■ Problem statement ■
Present the data from its first line through the line containing "target: shallow water" as a numbered list, with blank lines left out.

■ Records supplied ■
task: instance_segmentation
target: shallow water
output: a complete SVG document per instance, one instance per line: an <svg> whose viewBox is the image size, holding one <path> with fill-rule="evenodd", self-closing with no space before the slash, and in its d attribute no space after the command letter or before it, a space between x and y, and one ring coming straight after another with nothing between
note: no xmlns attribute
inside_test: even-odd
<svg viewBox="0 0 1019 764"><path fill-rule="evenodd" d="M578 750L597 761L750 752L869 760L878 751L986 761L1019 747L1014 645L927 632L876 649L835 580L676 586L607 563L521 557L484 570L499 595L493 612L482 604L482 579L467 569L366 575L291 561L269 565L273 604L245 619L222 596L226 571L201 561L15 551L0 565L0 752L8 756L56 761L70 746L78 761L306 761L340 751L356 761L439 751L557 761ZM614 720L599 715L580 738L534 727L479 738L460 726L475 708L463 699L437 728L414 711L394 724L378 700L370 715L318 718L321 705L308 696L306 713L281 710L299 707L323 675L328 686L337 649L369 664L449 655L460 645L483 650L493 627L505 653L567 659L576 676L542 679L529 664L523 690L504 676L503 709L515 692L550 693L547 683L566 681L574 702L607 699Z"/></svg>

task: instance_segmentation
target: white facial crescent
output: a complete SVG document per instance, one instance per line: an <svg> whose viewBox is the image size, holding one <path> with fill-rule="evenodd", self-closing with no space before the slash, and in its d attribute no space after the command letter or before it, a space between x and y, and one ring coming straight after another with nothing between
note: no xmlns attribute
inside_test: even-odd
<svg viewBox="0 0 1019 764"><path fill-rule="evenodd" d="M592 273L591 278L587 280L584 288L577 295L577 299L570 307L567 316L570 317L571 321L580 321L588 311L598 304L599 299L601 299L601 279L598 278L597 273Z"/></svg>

■ The answer ■
1. task: instance_segmentation
2. target: shallow water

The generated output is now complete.